### [RECORDS FOR PROCESSING]
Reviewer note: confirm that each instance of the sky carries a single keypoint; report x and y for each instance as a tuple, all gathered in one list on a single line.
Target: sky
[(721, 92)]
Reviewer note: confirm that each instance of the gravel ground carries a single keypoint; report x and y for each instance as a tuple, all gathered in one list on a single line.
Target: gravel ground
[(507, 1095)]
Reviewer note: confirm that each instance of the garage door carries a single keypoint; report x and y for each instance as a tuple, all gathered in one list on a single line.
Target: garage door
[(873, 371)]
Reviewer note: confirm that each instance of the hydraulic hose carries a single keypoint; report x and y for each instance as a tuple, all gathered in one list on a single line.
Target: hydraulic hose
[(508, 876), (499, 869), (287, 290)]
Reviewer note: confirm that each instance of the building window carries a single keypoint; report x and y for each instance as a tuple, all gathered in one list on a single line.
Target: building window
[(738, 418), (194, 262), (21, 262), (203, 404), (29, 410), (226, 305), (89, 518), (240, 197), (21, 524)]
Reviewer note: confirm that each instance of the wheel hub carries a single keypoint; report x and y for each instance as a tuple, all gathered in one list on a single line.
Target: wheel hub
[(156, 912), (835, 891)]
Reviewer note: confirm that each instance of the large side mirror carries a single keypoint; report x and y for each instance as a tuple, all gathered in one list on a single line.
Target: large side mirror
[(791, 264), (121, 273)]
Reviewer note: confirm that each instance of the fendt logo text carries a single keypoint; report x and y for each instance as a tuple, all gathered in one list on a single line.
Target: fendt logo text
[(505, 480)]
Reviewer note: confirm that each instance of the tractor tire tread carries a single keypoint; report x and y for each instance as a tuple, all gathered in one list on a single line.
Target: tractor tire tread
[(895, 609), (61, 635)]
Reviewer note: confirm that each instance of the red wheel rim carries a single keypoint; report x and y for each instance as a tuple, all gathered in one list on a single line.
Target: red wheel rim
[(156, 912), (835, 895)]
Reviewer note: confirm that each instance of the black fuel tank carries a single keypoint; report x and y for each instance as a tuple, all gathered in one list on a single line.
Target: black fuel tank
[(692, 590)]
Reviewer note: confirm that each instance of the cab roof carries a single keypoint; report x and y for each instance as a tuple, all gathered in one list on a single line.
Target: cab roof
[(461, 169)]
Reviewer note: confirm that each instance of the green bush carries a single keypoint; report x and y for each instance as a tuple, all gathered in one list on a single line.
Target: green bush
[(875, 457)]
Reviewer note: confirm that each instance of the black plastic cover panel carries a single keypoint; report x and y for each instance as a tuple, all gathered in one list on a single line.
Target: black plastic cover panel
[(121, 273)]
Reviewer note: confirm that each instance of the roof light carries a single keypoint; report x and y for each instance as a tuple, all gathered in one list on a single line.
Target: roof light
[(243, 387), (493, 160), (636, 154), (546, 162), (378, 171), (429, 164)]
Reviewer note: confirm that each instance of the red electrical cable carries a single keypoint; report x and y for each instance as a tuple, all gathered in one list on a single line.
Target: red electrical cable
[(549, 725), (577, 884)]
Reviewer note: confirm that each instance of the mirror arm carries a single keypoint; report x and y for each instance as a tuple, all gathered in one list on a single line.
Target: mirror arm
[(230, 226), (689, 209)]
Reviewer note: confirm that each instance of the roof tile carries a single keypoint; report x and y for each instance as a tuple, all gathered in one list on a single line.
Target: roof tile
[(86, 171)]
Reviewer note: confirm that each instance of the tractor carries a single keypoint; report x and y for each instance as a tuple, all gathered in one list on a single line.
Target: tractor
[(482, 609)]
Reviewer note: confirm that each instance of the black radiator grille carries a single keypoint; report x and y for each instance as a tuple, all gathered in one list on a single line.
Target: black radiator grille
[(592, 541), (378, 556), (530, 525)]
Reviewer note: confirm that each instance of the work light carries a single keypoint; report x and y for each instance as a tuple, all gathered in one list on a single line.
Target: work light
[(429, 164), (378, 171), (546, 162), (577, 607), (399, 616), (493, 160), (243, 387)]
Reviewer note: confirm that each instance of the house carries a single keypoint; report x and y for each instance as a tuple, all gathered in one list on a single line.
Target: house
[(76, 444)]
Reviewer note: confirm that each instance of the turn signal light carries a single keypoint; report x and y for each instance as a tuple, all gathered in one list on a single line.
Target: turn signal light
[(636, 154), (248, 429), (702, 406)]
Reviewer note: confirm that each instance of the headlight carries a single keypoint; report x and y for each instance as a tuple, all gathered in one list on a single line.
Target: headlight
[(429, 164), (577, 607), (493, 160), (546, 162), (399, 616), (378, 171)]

### [TASK TO COMPLETE]
Reproduce all of the entries above verbatim, line by line and in their original order.

### [REPLY]
Reviewer note: confirm that each instance of the sky carries a single keypoint; report x and y for each instance as a tuple, all gathered in one list on a single line.
Target: sky
[(721, 92)]
Reviewer note: confirm that each instance of the gravel ground carries a single keypoint; report x and y for each instance as a tuple, all gathered in one list on a single line.
Target: gravel ground
[(507, 1095)]
Reviewer note: confirm that each instance of the garage door carries a single keypoint; report x and y for each instance as a tuple, all gathered in one list on a single line.
Target: garage door
[(873, 371)]
Reviewer note: confirm that each instance of the hydraulic hose carries a single keypoint; report x and y for each instance as a tuple, all gathered in one list on a single line.
Target: hydraulic hose
[(508, 876), (499, 869), (287, 290)]
Reviewer note: confirm that each instance of the building window carries a single keypoint; report x and y for each instance as a tuple, all gathered in one list on a single line.
Target: building window
[(738, 418), (194, 262), (21, 262), (203, 404), (29, 410), (226, 305), (89, 518), (240, 197), (21, 524)]
Reviewer note: confirm that each instance of the wheel hub carries a single keypoint; report x and y for each instance as a tuple, all gathered in one list on a single line.
Target: wheel hub
[(156, 912), (835, 891)]
Reviewer note: confirm that each instance of the large side mirror carries a single keypoint; report x and y for each instance as a tuple, all gathered in one list on a single line.
Target: large side mirror
[(791, 264), (121, 273)]
Reviewer note: confirm that each instance of the fendt logo text carries a single keypoint; report x and y for each instance as a tuple, all gathered in one list on a single line.
Target: fendt logo text
[(505, 480)]
Reviewer note: confirm that each instance of the tractor tire tread carries a single keypoint; report x and y for each instance as a tuple, all gathered in one list on a single line.
Target: tractor tire tread
[(895, 609), (61, 635)]
Reviewer note: confirm that each instance of the red wheel rim carries a single keypoint; report x and y for each instance as a tuple, all gathered in one list on a single line.
Target: red wheel rim
[(156, 912), (835, 895)]
Reviewer note: confirm that each instance of the black fuel tank carries a single keypoint; report x and y for each instance as a tuple, all gathered in one list on a single line.
Target: black fuel tank
[(692, 590)]
Reviewer note: confirm that each instance of the cab roof carries a single keypoint; report x and y for each instance as a tuple, all gathered in one list on a single line.
Target: cab roof
[(461, 169)]
Reviewer note: confirm that each instance of the green bush carries a single keypoint; report x and y for each instance as a tuple, all gathered in one list on a single line.
Target: green bush
[(875, 457)]
Reviewer note: confirm that each instance of the black plastic cover panel carries a single keypoint; report x and y for each instance as a tuple, all gathered in one list on a single line.
Target: black plastic cover panel
[(121, 273)]
Reviewer note: confirm that each instance of the roof light carries a single keypoint; report x and y for each instance as a tuple, all gathered in one list on a single line.
Target: roof light
[(243, 387), (493, 160), (636, 154), (546, 162), (378, 171), (429, 164)]
Reviewer note: confirm that each instance of the red electrical cable carries a single keypoint; report x and y for each instance as a tuple, all gathered in one list on a single line.
Target: red electrical cable
[(549, 725), (577, 884)]
Reviewer note: confirm that each instance of the mirror arm carries a single keypoint; report x and y for each instance as a tuple, all gathered in one list on a single line.
Target: mirror arm
[(230, 226), (689, 209)]
Reviewer note: confirm that each instance of the roof tile carries a single keypoint; report x and y for each instance as a tuple, all gathered in one list on a single line.
Target: roof tile
[(86, 171)]
Reviewer note: confirm that each instance of the tractor carries a single keypoint; report x and y for each instance as a tuple, all gathered in one list on a single line.
Target: tractor
[(482, 609)]
Reviewer note: confirm that each instance of the black radiator grille carries a single keypoint; report x and y for each instance as a tuple, all gathered in one list on a single line.
Target: black radiator grille
[(592, 541), (378, 556), (530, 525)]
Reviewer note: confirm that each instance of the work light carries a single keypoint; report x and y for each instance as a tuple, all gathered in one list on a single line.
Target: work light
[(429, 164), (378, 171), (546, 162), (577, 607), (399, 616), (493, 160), (243, 387)]
Reviewer note: confirm that each instance of the house carries a single keypoint; report x and y for each instance as a tuple, all gathered in one list on a single line.
Target: house
[(76, 444)]
Reviewer note: confirm that each instance of the turn signal light carries a single keypoint; report x and y for each instance as a tuple, all gathered in one list on a single line.
Target: turn signal light
[(636, 154), (248, 429), (702, 406)]
Reviewer note: confirm that each instance of the headlight carries a single keypoint; report x and y for each instance as a tuple, all gathered in one list on a single line.
Target: headlight
[(429, 164), (577, 607), (493, 160), (546, 162), (399, 616), (378, 171)]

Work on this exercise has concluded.